In today’s Issue:

  • Don’t laugh at me, Argentina
  • OPEC’s phantom oil is still flowing strong
  • If the North Sea, Falklands and Arctic can be drilled, where’s next?

Growing up, I walked past that newspaper headline more than a thousand times.

It dominated a framed front page of The Guardian or The Times, carefully protected behind glass. My grandparents kept it hanging on the wall in their living room for decades.

Below the headline was an unrelated picture of my dad, smiling. That’s the only reason the front page got pride of place. I doubt my grandparents even noticed the headline.

But nobody bothered to explain any of this to me. So I grew up presuming my dad had sunk the Argentine warship General Belgrano during the Falklands War.

And that he subsequently had to explain to the press why he’d done it.

Living in a half-German, half-English household, this wasn’t considered particularly out of the ordinary…

My confusion was only made worse by the fact that my dad was pictured floating in the water…

Once I’d grown up—literally—I was able to read the fine print beneath the picture of my dad.

Apparently, he hadn’t sunk an Argentine warship with his bare hands while dressed only in Speedos.

He had qualified for the Commonwealth Games in Brisbane and even carried the England flag.

There was a story about him somewhere else in the newspaper. But they’d put his picture on the front page next to the article about the Belgrano.

Years later, we moved to Brisbane, where I spent my teenage years.

Aim a. According to the newsletter piece, which Argentine warship did the writer grow up believing the writer's father had sunk?

Data provided.
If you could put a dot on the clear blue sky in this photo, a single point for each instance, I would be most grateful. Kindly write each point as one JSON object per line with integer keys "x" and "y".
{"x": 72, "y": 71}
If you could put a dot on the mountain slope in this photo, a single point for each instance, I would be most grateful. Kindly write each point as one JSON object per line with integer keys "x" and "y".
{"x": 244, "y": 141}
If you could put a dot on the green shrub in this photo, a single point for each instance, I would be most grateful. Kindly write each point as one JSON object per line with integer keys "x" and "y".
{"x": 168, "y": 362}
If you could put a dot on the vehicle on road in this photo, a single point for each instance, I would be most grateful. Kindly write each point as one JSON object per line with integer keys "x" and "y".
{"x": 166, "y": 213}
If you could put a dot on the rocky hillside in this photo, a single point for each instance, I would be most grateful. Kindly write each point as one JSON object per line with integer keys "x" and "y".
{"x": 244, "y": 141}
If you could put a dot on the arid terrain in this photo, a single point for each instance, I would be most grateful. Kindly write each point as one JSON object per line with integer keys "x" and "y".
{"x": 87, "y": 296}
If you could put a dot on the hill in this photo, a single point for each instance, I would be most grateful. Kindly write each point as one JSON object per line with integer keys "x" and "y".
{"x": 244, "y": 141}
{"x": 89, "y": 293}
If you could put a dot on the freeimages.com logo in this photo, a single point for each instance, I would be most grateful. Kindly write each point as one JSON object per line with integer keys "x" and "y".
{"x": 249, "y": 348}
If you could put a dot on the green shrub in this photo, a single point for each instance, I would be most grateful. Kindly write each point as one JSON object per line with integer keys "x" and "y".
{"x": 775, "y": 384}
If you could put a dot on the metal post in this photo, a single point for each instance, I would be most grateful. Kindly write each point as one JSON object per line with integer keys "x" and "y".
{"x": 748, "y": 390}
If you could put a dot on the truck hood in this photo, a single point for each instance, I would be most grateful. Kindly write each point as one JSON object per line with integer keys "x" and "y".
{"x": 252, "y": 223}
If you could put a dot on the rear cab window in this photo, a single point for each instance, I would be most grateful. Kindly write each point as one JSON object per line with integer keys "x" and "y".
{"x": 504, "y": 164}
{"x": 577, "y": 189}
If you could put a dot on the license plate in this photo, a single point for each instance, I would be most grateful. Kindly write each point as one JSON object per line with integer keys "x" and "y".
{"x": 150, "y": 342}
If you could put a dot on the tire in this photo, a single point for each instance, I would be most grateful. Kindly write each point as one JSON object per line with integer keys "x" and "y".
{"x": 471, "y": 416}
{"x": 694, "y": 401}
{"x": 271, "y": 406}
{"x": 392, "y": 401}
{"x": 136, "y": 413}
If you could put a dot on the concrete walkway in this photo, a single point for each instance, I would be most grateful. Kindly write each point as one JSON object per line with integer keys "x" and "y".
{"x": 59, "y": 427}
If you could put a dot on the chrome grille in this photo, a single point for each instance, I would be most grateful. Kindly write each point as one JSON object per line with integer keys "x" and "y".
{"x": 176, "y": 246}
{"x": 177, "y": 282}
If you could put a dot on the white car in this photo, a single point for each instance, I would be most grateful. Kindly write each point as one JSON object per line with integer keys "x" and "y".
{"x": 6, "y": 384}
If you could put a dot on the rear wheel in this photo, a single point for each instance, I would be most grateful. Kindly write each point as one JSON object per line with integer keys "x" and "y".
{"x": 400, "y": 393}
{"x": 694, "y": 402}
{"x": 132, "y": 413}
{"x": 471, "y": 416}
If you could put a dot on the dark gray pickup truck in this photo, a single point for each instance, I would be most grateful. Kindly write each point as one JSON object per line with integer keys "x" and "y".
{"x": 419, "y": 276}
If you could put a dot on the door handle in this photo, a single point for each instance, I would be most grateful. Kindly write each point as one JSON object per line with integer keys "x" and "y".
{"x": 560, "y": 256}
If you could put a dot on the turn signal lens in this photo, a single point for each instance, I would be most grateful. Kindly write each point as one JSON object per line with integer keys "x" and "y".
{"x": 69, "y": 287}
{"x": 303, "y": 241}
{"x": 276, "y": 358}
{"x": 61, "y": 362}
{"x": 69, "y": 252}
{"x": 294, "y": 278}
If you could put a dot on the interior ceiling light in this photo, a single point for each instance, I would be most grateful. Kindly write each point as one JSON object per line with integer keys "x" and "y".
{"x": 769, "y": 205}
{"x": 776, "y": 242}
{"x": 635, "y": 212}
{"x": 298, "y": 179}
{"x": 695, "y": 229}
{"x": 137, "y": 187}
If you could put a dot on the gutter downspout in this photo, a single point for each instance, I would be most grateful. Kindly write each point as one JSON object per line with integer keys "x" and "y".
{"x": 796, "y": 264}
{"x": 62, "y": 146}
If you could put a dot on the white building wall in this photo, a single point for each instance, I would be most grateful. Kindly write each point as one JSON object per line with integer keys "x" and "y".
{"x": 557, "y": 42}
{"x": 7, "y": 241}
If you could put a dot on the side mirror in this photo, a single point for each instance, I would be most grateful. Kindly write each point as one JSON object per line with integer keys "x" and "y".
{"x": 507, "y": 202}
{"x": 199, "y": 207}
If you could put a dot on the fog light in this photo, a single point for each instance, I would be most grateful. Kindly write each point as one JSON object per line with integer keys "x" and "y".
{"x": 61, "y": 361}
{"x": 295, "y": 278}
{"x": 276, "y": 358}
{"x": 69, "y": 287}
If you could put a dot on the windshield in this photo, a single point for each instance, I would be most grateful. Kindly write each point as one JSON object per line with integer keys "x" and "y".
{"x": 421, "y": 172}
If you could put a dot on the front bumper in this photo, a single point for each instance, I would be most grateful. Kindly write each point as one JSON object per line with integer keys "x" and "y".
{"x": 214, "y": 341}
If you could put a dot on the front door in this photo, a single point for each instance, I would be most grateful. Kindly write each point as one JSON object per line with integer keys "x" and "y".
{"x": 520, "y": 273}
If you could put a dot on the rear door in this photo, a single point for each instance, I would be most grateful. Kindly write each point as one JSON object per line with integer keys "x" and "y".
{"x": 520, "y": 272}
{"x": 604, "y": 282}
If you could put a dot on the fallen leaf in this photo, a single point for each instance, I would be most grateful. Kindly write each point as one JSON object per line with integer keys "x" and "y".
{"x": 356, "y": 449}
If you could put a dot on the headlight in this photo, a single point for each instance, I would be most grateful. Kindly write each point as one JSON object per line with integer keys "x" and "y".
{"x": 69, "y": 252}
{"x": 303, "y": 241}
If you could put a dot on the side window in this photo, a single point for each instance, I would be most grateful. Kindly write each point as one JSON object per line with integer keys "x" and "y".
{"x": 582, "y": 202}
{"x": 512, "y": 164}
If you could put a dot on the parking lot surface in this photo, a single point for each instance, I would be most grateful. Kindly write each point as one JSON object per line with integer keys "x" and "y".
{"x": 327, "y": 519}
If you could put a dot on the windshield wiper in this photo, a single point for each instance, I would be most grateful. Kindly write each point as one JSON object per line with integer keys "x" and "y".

Aim b. Reproduce the records verbatim, from the line containing "If you could put a dot on the front bumper" through the end of the records, both ends included.

Correct answer a. The General Belgrano.

Correct answer b.
If you could put a dot on the front bumper in this photo, a single point for each instance, I would be most grateful. Kindly write each point as one JSON object per line with integer keys "x" and "y".
{"x": 214, "y": 341}
If you could put a dot on the front door in this photo, a single point for each instance, I would be most grateful. Kindly write each point as one JSON object per line with integer keys "x" and "y".
{"x": 520, "y": 273}
If you could put a dot on the rear door in this photo, a single point for each instance, I would be most grateful. Kindly write each point as one JSON object per line with integer keys "x" and "y".
{"x": 520, "y": 272}
{"x": 604, "y": 282}
If you could put a dot on the fallen leaf in this photo, a single point for each instance, I would be most grateful. Kindly write each point as one JSON object per line with integer keys "x" and "y".
{"x": 356, "y": 449}
If you could put a dot on the headlight in this photo, a single point for each instance, I would be most grateful. Kindly write each point as one JSON object per line with integer keys "x" and "y".
{"x": 69, "y": 252}
{"x": 303, "y": 241}
If you could put a dot on the side window in this photo, a single point for each instance, I would be most grateful. Kindly write each point as one JSON object per line with integer keys "x" and "y".
{"x": 582, "y": 202}
{"x": 512, "y": 164}
If you could put a dot on the parking lot surface in this photo, a single point for each instance, I would be most grateful. Kindly write each point as one JSON object per line with integer keys "x" and "y".
{"x": 327, "y": 519}
If you could put a dot on the windshield wiper in this photo, a single point for each instance, I would be most grateful. Kindly write each point as one JSON object per line with integer keys "x" and "y".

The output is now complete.